- **Work item**
Filter the records below for the word "shrub". Keep each line that has it.

- **Dataset entries**
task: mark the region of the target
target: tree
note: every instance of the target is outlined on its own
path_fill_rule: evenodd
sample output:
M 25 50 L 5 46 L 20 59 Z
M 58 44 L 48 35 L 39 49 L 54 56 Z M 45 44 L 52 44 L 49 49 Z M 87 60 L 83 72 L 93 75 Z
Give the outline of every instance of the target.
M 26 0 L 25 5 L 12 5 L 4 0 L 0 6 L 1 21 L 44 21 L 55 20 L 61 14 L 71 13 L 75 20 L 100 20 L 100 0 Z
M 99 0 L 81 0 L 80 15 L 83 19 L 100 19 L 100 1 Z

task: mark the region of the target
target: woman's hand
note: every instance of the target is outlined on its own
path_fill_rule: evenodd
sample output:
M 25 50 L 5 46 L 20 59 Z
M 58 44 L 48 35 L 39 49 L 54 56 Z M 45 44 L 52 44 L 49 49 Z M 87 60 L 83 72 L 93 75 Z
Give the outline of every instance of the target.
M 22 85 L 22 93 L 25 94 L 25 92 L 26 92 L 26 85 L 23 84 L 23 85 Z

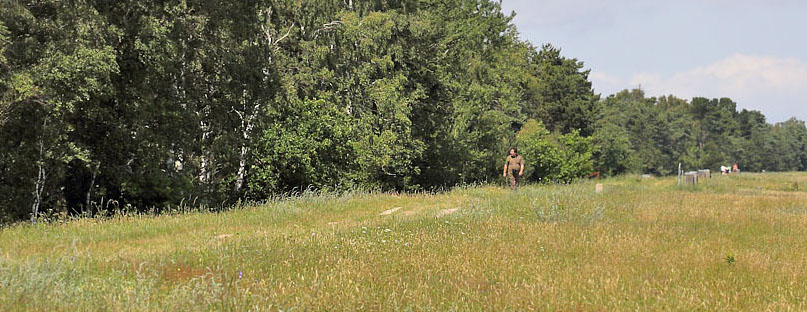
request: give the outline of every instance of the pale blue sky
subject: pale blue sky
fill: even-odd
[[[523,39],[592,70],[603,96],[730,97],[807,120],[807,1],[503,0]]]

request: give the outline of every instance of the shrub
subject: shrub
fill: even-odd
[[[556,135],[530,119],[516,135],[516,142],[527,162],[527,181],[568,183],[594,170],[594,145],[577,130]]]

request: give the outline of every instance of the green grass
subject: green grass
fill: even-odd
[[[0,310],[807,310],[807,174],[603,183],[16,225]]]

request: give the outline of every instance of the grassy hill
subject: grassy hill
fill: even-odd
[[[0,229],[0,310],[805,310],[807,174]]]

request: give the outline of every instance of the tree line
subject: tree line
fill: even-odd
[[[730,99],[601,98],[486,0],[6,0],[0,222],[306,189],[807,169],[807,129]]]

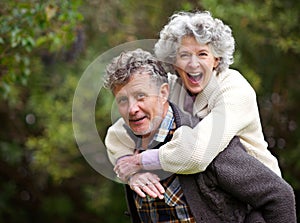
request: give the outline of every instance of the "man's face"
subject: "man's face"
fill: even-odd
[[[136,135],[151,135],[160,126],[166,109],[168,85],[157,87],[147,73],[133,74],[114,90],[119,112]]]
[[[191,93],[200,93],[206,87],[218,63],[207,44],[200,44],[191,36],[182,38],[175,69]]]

...

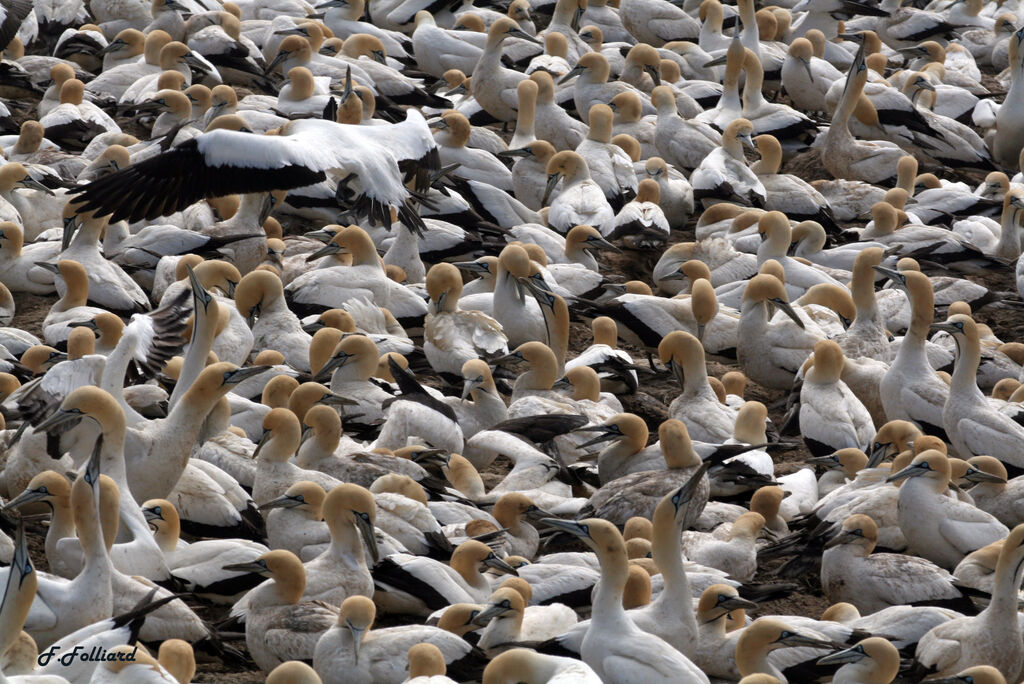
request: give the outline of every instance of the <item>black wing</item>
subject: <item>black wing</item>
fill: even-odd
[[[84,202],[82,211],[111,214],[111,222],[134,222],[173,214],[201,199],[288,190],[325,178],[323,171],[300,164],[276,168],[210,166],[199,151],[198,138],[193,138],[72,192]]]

--

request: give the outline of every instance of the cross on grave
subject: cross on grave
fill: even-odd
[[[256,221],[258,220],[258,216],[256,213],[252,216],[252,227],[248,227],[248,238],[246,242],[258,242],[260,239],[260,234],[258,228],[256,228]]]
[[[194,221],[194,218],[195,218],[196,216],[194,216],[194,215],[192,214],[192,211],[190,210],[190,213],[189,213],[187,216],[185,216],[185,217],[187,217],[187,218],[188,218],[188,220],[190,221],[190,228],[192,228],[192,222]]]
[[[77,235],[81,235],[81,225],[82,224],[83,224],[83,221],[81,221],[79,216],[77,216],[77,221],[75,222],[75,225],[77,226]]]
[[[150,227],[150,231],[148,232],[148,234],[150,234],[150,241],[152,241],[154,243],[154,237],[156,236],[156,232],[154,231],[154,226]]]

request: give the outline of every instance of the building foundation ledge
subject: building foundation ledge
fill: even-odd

- **Solution**
request: give the outline of every instance of the shrub
subject: shrub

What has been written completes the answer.